Extracted entries

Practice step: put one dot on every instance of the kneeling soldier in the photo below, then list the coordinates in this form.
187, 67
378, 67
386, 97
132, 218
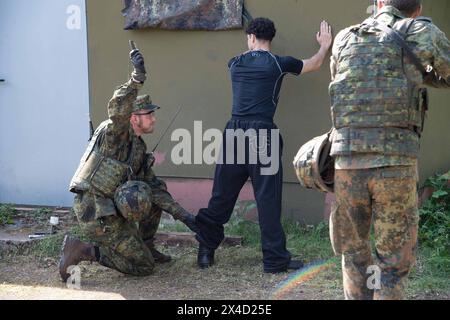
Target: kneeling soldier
119, 200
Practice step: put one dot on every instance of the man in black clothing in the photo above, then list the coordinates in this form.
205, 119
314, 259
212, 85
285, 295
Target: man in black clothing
257, 76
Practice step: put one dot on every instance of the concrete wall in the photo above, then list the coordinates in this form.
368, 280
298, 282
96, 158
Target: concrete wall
188, 68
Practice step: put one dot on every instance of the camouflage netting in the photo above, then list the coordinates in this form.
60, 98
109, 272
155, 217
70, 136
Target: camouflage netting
183, 15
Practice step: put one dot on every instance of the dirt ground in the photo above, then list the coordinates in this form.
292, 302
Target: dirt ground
237, 275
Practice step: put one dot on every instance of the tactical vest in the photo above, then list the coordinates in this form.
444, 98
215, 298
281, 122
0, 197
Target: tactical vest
99, 173
375, 108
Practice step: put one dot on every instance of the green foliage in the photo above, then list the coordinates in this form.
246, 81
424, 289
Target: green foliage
434, 232
6, 213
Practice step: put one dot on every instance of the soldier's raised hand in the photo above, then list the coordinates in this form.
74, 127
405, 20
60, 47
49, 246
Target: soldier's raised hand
325, 35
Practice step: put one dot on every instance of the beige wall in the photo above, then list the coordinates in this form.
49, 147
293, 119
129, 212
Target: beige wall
189, 68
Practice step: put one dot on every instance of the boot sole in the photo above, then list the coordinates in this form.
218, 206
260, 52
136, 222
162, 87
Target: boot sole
65, 276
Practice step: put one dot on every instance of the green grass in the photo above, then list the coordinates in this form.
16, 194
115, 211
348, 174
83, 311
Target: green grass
309, 243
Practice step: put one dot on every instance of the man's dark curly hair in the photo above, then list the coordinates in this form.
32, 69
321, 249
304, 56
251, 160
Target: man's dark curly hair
262, 28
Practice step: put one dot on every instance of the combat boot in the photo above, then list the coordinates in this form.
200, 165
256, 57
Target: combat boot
205, 258
159, 257
73, 252
189, 220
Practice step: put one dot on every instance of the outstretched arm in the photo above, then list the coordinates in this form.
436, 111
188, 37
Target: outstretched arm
324, 38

Exercise instructions
Copy the data word for word, no pictures.

Answer space
Practice step: put one dot on every instance of the kneeling soldier in the photo below, then list the coordinates in this form.
187, 67
378, 67
386, 97
132, 218
Target: kneeling soldier
119, 200
Practice step: put one dot on every instance of the man in black clothing in the photo above, then list the coordinates in this form.
205, 119
314, 259
212, 85
285, 295
Target: man in black clothing
257, 76
Practice step: put one dot on every instance of the concrete wall in the photo above, then list the coordinates in this form.
368, 280
298, 282
96, 158
Target: concrete wall
188, 68
Practice step: put one dot on every instance of the camouflage netting in the photo above, then list the coordinates in this form.
60, 98
109, 272
155, 217
70, 136
Target: camouflage netting
183, 15
Practice step: put one dot on every instance of the dirt ground in the photo above, then list the coordinates in this form.
292, 302
Target: dirt ground
237, 275
Practice step: put one dot on every instance of the tactical vest in the photo above, then list the coordinates in this form.
444, 98
215, 298
281, 122
0, 197
Target: tactical vest
99, 173
375, 108
Practice step: put one dot on every instance of the green foliage in the photo above, then list the coordinates in this form.
246, 81
424, 289
Target: green foliage
434, 232
6, 213
Practice step: put one dot on every instance of the soldier's raised hand in the photo above, then list the coordinates in this form.
74, 127
405, 20
60, 47
49, 246
Target: soldier's raised hand
325, 35
Practice step: put one dot on every instance of the beige wall in the photo above, then list the coordinates in this form.
49, 147
293, 119
129, 212
Target: beige wall
189, 68
Practice step: put one dot on every instance of the boot sole in the photo above, then list the coordinates in this form.
218, 206
260, 52
136, 222
162, 87
Target: boot sole
65, 276
Practice step: put one dot on every instance of the green grass in the photo above, then list the coordinates in this form.
16, 194
115, 211
348, 174
83, 311
Target: green grass
309, 243
Practice step: put one dot on every instance of the man's dark curly hair in the photo above, then list the coordinates in this form.
32, 69
321, 249
304, 56
251, 160
Target: man's dark curly hair
262, 28
Practice step: put one dot on every instance of the combat boot in the photo above, then list the coordinates in this form.
200, 165
256, 57
Target: combat boot
205, 258
159, 257
73, 252
189, 220
Practice step: put one dot on every instance of the outstretched arm in the photo above, then list the coordinates in this form.
436, 111
188, 37
Target: outstretched arm
324, 38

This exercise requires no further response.